### [Reading passage]
::::

One Truckin' Adventure

Writer Inge Auerbacher moves from concentration-camp memoir to trucking fiction by Laura Pitts


Inspiration for a novel can come anytime, any place. For Inge Auerbacher, author of Highway to New York: A Lady Truck Driver Adventure, it reared its head years ago on a Greyhound bus from New York to Los Angeles. During the trip, Auerbacher came upon a trucking magazine with an advertisement for trucker audio books. Auerbacher called the audio-book company and began to write an audio book for truckers. But just as she was completing her first, the audio-book company went out of business.

“One day I pulled the story out, finished it and let a few of my friends read it,” she says. “They were all impressed and told me I should try and get it published.”

Auerbacher was born in 1935 in Kippenheim, Germany, and spent three years in the Terezin Concentration Camp. At the age of ten, just out of Terezin and with WWII ending, she contracted tuberculosis. She lost 18 years of schooling during that time but says she spent many days writing all her thoughts down “to pass the time. Writing was something I could always do. It allowed me to escape reality and also let me tell my life story.”

Auerbacher also is the author of I Am a Star and Beyond the Yellow Star to America, both memoirs of her childhood in the Terezin camp. Highway to New York is her first work of fiction.

::::

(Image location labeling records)
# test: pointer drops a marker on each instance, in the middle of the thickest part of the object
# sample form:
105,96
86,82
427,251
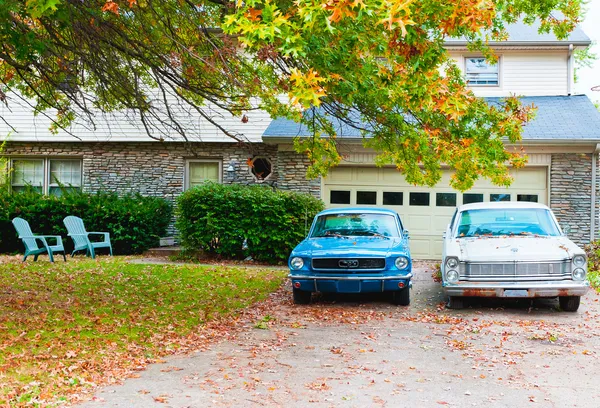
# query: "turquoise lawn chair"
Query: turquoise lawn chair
81,240
30,241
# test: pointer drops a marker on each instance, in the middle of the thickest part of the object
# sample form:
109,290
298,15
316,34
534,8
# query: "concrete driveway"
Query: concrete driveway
359,352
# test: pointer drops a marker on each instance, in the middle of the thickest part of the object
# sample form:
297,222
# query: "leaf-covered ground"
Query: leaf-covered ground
361,351
66,327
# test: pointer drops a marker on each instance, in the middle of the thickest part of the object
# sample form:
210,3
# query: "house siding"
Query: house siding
525,73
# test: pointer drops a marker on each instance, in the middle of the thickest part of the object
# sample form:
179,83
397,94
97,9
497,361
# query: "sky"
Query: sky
589,77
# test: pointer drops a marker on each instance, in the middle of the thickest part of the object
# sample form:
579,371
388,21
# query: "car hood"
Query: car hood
354,246
526,248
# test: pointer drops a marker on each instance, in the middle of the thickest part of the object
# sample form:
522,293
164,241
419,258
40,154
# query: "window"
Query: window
499,197
64,175
339,197
480,72
392,198
419,199
445,199
261,168
532,198
366,197
51,176
469,198
201,171
28,172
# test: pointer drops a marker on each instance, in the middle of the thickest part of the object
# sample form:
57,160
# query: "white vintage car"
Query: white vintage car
511,250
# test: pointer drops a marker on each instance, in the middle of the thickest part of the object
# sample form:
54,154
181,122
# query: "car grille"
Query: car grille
517,271
349,264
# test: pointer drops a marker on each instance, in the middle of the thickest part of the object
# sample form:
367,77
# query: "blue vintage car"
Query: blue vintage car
353,250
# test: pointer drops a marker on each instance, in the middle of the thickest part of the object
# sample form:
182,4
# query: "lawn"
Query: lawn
66,327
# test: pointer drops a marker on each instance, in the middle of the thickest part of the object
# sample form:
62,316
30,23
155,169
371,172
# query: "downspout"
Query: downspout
593,206
570,71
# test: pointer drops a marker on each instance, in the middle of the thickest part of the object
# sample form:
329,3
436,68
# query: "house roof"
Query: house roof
520,33
558,118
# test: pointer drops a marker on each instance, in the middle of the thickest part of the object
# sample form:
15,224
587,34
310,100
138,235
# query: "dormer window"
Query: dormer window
479,72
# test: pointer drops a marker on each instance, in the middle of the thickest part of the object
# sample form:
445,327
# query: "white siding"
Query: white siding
125,126
525,73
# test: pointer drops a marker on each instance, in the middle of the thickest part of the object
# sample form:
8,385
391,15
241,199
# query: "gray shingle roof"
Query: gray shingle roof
558,118
521,33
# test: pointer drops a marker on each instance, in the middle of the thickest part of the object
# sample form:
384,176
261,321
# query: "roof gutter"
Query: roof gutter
593,203
523,43
570,71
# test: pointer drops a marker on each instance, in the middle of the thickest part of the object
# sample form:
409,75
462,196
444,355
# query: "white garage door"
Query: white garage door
424,211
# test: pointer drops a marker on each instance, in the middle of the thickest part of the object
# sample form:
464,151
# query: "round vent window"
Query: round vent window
261,168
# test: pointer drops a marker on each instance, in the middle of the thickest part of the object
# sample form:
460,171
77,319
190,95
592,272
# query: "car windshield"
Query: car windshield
354,224
513,221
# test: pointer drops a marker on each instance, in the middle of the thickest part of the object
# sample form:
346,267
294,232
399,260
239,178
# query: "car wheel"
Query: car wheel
302,297
401,297
569,303
456,302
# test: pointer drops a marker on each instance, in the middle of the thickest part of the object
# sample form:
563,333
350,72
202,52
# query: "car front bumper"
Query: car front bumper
351,284
517,289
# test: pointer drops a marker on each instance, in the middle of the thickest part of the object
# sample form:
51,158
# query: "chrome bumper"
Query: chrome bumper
517,289
345,277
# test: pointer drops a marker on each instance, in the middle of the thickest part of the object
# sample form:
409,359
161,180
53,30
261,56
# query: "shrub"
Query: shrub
593,253
135,223
235,221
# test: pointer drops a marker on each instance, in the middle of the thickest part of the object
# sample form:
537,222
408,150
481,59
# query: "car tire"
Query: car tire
456,302
569,303
302,297
401,297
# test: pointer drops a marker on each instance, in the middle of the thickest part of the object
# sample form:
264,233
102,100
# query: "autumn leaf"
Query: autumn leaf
111,7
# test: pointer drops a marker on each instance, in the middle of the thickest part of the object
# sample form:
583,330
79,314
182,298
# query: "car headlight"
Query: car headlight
579,260
297,262
401,262
579,274
451,263
452,276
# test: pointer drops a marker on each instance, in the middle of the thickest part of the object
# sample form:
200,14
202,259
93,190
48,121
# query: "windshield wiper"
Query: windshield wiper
333,234
378,235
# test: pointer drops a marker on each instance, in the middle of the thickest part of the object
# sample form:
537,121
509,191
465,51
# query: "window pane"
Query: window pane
366,197
18,189
58,191
421,199
65,172
445,199
28,172
499,197
339,197
392,198
481,72
201,172
472,198
527,197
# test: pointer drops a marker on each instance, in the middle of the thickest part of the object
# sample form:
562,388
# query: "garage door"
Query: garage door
425,211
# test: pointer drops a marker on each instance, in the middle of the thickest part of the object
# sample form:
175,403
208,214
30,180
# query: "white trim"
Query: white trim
46,184
498,64
186,172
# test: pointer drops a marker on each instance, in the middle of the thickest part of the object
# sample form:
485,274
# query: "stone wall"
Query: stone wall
571,193
152,169
291,170
157,169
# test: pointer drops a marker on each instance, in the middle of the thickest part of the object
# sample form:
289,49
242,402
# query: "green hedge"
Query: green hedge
235,221
135,223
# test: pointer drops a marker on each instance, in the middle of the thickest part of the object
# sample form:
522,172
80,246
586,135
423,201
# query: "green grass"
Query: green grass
594,278
67,325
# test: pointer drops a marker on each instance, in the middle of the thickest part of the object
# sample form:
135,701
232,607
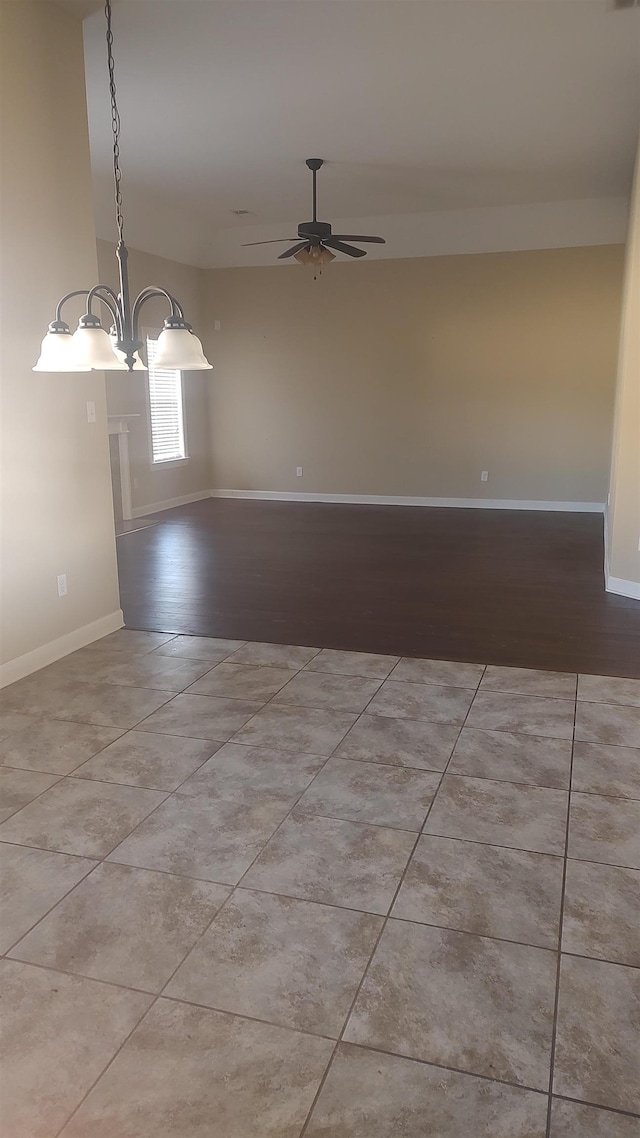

::::

### [Tasks to perform]
**A)** Please copy the Inge Auerbacher article word for word, everything from "One Truckin' Adventure" down to "out of business.".
**B)** According to the Inge Auerbacher article, in what year and in which town was Auerbacher born?

### [Exercise results]
**A)**
One Truckin' Adventure

Writer Inge Auerbacher moves from concentration-camp memoir to trucking fiction by Laura Pitts


Inspiration for a novel can come anytime, any place. For Inge Auerbacher, author of Highway to New York: A Lady Truck Driver Adventure, it reared its head years ago on a Greyhound bus from New York to Los Angeles. During the trip, Auerbacher came upon a trucking magazine with an advertisement for trucker audio books. Auerbacher called the audio-book company and began to write an audio book for truckers. But just as she was completing her first, the audio-book company went out of business.

**B)** 1935, in Kippenheim, Germany.